-- Begin --

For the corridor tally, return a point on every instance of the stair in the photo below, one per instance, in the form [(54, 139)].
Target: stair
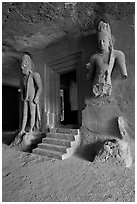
[(59, 143)]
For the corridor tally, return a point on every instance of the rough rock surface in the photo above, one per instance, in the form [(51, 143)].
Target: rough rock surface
[(31, 178)]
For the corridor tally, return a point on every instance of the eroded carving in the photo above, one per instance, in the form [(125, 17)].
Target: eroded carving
[(102, 63)]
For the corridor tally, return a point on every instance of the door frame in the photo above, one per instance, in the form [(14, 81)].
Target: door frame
[(52, 86)]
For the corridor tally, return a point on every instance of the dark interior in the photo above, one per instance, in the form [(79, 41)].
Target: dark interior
[(10, 108), (70, 113)]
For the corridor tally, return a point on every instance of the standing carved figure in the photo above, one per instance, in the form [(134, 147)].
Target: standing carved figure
[(31, 88), (103, 62)]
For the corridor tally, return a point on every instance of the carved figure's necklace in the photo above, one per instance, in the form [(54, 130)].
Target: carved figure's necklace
[(102, 54)]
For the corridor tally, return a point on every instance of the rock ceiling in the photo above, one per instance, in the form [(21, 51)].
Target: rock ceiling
[(29, 26)]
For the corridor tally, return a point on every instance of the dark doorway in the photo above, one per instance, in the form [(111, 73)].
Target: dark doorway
[(69, 98), (10, 108)]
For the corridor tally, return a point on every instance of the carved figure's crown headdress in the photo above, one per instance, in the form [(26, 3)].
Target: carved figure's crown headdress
[(26, 57), (105, 28)]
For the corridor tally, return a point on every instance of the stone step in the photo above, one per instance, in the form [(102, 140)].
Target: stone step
[(47, 153), (61, 136), (53, 141), (64, 130), (52, 147)]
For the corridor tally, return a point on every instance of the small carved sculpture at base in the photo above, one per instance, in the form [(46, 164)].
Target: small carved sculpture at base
[(26, 140), (117, 148)]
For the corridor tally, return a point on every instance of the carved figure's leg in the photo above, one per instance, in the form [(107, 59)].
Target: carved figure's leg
[(25, 115), (32, 114)]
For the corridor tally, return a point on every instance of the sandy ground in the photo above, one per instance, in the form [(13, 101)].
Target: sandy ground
[(30, 178)]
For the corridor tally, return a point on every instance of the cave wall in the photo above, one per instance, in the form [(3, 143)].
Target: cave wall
[(103, 120), (77, 34)]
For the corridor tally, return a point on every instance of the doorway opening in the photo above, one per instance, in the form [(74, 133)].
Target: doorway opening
[(68, 98), (10, 108)]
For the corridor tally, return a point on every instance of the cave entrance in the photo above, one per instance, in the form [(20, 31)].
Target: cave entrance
[(68, 98), (10, 108), (64, 92)]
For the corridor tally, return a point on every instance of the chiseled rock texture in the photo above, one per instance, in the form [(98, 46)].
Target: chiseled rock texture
[(40, 25)]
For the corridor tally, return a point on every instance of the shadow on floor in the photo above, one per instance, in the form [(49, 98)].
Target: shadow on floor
[(8, 138), (89, 151)]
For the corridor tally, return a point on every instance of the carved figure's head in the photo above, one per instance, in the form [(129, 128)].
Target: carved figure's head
[(104, 36), (26, 65)]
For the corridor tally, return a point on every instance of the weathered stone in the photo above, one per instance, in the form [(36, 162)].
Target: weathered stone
[(116, 149)]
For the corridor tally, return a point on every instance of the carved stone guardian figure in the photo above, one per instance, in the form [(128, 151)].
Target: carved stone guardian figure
[(30, 88), (103, 62)]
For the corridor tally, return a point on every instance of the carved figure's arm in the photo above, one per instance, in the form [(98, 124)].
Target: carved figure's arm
[(90, 67), (39, 85), (120, 59)]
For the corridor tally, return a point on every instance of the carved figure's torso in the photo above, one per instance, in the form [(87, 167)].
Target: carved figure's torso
[(102, 81), (28, 88)]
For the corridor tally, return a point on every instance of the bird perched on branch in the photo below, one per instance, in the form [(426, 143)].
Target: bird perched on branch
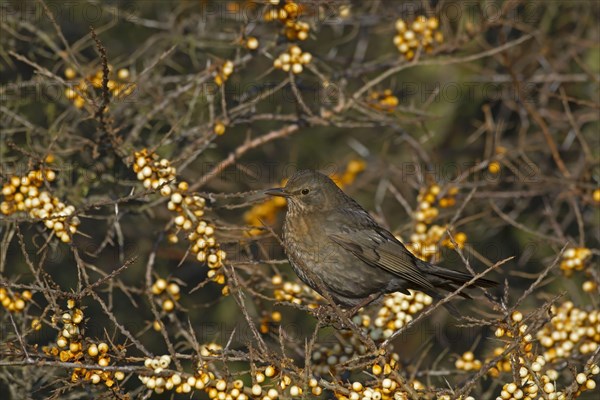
[(335, 246)]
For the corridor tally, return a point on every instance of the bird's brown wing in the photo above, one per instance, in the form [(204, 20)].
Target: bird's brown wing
[(375, 249)]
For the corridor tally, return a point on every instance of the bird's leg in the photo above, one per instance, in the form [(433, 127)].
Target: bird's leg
[(328, 317), (367, 300)]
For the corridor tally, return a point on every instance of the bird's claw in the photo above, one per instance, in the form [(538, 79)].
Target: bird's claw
[(327, 316)]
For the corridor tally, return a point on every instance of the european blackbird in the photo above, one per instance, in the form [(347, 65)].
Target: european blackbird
[(329, 237)]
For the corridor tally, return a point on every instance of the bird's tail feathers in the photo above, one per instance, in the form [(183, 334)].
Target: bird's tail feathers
[(450, 278)]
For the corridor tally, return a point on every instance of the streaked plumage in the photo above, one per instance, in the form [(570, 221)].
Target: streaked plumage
[(332, 237)]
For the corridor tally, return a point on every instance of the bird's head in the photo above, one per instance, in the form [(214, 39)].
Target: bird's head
[(308, 191)]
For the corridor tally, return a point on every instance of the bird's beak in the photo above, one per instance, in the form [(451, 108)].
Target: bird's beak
[(276, 192)]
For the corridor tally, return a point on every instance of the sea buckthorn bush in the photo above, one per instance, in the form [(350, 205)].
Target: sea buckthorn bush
[(140, 259)]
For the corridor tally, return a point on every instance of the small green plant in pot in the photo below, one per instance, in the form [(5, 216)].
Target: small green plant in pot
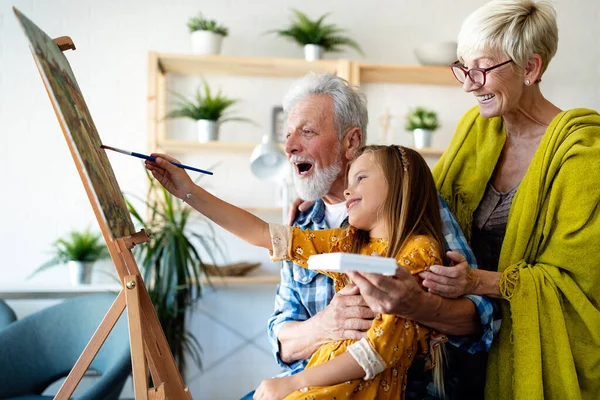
[(173, 263), (422, 122), (316, 36), (209, 110), (207, 35), (79, 250)]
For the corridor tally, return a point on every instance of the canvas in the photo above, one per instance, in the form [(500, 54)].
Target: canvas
[(79, 129)]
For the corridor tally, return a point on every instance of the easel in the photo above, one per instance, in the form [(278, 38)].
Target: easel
[(147, 339)]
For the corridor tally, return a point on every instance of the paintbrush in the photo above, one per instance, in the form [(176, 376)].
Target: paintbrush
[(145, 157)]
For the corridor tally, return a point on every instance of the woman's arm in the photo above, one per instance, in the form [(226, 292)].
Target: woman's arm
[(241, 223), (460, 280)]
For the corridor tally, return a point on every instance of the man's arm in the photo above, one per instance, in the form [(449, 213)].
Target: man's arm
[(488, 312), (346, 317), (304, 318), (401, 295)]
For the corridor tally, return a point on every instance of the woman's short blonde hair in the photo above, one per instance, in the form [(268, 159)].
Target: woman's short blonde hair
[(517, 28)]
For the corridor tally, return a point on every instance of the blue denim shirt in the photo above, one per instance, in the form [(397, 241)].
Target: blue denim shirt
[(302, 293)]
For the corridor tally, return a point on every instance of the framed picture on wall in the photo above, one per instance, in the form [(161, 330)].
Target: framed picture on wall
[(278, 124)]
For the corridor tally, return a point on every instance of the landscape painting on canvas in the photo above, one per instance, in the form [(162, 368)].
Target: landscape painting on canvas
[(79, 129)]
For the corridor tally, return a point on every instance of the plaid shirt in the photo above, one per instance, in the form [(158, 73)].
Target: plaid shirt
[(302, 293)]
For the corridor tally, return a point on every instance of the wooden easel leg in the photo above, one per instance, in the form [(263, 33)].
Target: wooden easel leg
[(138, 360), (92, 348)]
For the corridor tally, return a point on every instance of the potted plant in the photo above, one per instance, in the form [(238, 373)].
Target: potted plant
[(316, 36), (207, 35), (422, 122), (80, 250), (172, 264), (209, 110)]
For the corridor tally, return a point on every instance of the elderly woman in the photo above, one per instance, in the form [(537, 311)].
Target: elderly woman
[(522, 177)]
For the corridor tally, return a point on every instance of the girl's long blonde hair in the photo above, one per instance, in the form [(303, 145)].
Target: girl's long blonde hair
[(411, 207)]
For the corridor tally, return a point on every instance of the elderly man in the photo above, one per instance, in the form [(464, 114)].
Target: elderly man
[(326, 124)]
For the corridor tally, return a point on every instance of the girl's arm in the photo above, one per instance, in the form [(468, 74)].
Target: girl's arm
[(241, 223), (341, 369)]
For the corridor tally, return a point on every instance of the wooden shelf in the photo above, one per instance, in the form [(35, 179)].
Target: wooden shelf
[(377, 73), (431, 152), (179, 146), (243, 66), (241, 280)]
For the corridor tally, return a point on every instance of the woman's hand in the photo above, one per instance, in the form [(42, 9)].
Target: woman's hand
[(276, 388), (173, 178), (298, 205), (452, 282)]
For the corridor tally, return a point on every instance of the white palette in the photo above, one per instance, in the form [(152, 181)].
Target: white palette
[(343, 262)]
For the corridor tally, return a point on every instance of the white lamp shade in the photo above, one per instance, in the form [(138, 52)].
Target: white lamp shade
[(268, 161)]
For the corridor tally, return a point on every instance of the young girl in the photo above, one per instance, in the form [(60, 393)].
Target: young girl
[(393, 211)]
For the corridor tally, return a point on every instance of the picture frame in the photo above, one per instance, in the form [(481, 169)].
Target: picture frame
[(278, 124)]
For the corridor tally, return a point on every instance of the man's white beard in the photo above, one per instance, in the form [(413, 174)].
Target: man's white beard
[(318, 185)]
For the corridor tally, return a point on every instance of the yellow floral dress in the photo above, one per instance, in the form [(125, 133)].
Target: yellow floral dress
[(396, 340)]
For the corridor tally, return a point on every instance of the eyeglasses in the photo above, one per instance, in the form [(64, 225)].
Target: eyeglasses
[(477, 75)]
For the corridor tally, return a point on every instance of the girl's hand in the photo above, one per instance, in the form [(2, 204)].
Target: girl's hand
[(455, 281), (276, 388), (173, 178)]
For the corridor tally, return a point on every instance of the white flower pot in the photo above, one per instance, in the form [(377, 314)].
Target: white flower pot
[(208, 131), (422, 138), (206, 42), (80, 272), (313, 52)]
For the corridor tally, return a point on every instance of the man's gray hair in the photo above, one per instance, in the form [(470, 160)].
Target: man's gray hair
[(350, 105)]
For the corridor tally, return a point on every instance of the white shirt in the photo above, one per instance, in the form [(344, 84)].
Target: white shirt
[(335, 214)]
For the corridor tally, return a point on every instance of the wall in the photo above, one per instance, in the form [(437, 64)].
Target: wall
[(42, 196)]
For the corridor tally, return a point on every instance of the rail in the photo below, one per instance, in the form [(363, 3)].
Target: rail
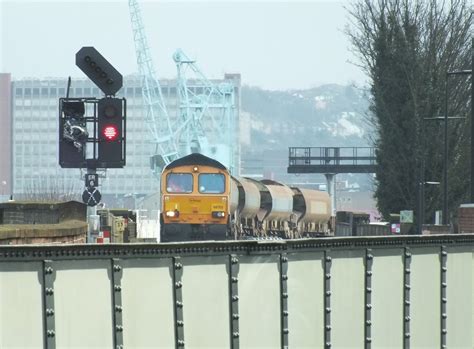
[(396, 291)]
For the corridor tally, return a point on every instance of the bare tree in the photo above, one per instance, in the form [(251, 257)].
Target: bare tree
[(406, 47)]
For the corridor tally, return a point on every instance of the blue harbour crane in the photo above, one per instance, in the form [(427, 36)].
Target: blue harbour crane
[(157, 117), (206, 112)]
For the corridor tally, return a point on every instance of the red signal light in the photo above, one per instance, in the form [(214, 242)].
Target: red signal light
[(110, 132)]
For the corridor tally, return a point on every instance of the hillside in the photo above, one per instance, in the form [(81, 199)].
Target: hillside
[(329, 115)]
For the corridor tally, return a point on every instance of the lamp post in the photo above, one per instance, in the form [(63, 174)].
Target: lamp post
[(445, 154)]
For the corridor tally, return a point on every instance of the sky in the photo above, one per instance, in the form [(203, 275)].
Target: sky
[(276, 45)]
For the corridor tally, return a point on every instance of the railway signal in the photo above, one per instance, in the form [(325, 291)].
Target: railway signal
[(111, 135), (73, 133), (99, 70)]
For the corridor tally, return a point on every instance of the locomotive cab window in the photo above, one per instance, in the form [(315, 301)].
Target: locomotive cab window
[(179, 183), (211, 183)]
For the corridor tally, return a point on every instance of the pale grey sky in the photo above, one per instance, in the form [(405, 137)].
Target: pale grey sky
[(273, 44)]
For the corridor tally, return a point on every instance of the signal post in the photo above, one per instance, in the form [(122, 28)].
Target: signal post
[(92, 131)]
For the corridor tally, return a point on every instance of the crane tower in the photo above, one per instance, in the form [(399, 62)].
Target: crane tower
[(206, 113), (157, 118)]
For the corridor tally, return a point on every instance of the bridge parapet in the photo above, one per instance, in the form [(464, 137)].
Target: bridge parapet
[(350, 291)]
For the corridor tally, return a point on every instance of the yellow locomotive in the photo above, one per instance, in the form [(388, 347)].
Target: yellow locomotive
[(195, 193), (202, 201)]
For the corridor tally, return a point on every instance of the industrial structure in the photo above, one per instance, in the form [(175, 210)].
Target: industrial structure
[(371, 292), (206, 118), (32, 112)]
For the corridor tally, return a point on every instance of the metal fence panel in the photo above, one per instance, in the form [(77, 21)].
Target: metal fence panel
[(21, 324), (347, 299), (306, 300), (147, 303), (83, 304), (459, 298), (206, 302), (425, 304), (387, 298), (259, 302)]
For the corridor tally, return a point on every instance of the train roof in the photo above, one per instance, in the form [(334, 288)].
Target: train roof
[(195, 159)]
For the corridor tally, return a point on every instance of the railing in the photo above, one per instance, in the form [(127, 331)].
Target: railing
[(379, 292)]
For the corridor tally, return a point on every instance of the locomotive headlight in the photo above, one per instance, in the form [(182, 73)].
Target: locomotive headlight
[(172, 213)]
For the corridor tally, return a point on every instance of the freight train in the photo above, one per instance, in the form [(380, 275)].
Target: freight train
[(200, 200)]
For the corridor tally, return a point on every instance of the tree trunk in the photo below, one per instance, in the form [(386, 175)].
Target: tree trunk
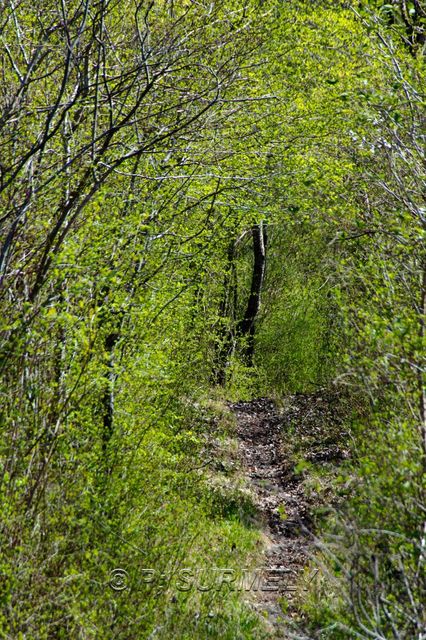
[(246, 327)]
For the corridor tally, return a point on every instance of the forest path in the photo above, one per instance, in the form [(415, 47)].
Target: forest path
[(285, 510)]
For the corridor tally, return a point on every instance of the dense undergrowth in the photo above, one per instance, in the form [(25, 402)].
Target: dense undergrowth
[(144, 147)]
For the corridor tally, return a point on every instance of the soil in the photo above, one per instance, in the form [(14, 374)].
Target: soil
[(271, 441)]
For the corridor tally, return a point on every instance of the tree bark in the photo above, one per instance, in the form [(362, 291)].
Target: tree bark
[(246, 327)]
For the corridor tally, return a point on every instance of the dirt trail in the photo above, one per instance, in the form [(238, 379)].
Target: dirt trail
[(279, 493)]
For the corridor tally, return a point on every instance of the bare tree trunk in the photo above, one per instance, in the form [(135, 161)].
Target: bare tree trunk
[(246, 327)]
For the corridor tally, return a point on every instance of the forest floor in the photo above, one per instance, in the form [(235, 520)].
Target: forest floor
[(289, 457)]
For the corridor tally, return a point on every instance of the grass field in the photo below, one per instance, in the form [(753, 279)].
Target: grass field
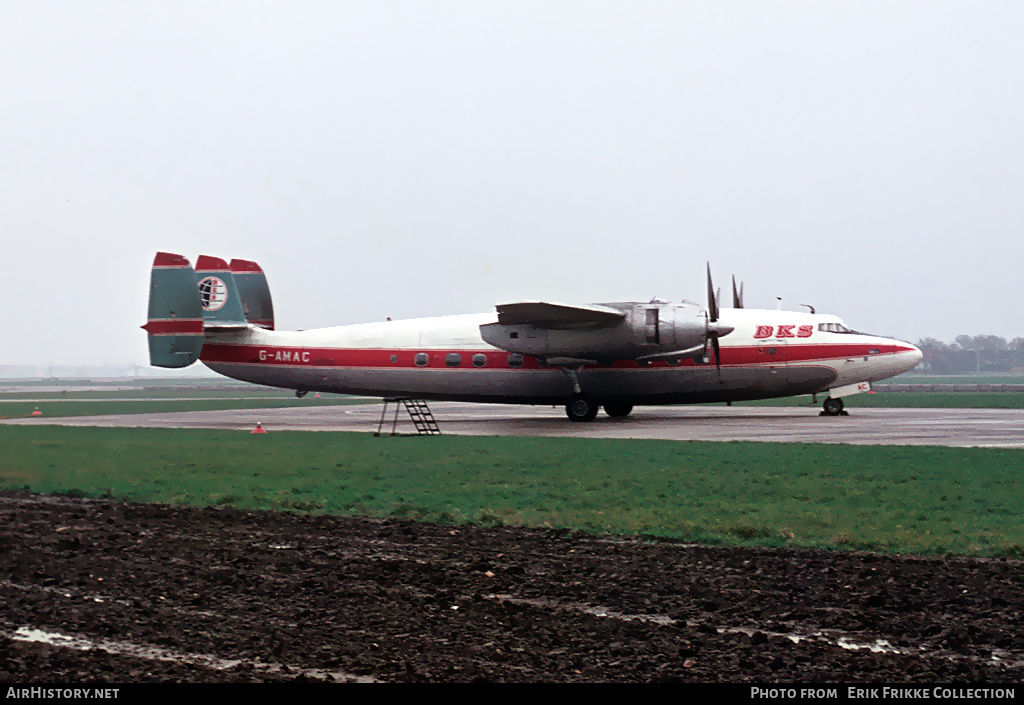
[(923, 500)]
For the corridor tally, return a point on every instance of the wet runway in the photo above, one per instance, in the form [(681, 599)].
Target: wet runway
[(957, 427)]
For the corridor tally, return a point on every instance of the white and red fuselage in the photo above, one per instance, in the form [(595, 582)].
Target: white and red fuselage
[(768, 354)]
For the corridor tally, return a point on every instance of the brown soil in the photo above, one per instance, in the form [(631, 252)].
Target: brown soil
[(136, 592)]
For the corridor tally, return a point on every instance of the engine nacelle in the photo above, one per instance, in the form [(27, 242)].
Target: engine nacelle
[(646, 329)]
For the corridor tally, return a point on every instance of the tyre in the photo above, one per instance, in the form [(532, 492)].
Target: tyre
[(617, 409), (581, 408), (833, 407)]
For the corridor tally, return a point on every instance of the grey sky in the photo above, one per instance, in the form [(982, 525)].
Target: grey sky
[(411, 159)]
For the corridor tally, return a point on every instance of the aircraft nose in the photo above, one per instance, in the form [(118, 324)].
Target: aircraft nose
[(910, 356)]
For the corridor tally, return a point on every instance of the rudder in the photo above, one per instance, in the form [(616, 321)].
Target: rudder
[(175, 316), (254, 292), (221, 306)]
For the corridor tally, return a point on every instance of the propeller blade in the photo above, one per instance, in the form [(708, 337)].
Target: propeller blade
[(718, 361), (712, 301), (737, 296)]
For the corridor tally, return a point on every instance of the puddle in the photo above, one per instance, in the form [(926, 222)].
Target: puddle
[(160, 654)]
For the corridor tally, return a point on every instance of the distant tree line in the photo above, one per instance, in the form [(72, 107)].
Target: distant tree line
[(972, 354)]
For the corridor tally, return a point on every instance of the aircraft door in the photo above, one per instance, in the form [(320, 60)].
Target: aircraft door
[(772, 359), (652, 325)]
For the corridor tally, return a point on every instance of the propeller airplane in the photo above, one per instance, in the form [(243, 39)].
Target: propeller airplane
[(615, 356)]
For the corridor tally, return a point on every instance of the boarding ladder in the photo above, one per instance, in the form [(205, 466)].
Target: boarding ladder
[(418, 411)]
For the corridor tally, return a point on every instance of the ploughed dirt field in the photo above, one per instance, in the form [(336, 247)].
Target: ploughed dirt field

-- End --

=== Task directions ===
Put the lines of the entries above into a Markdown table with the columns Row and Line, starting with the first line of the entries and going on through the line that contains "[(59, 143)]", both included. Skip blank lines, and leave the pictures out.

=== Response to the task ===
| Row | Line |
|---|---|
| 1 | For the corridor tally, return a point on every instance of the stair in the photo below, one per instance, in the form [(54, 139)]. |
| 2 | Target: stair |
| 3 | [(59, 143)] |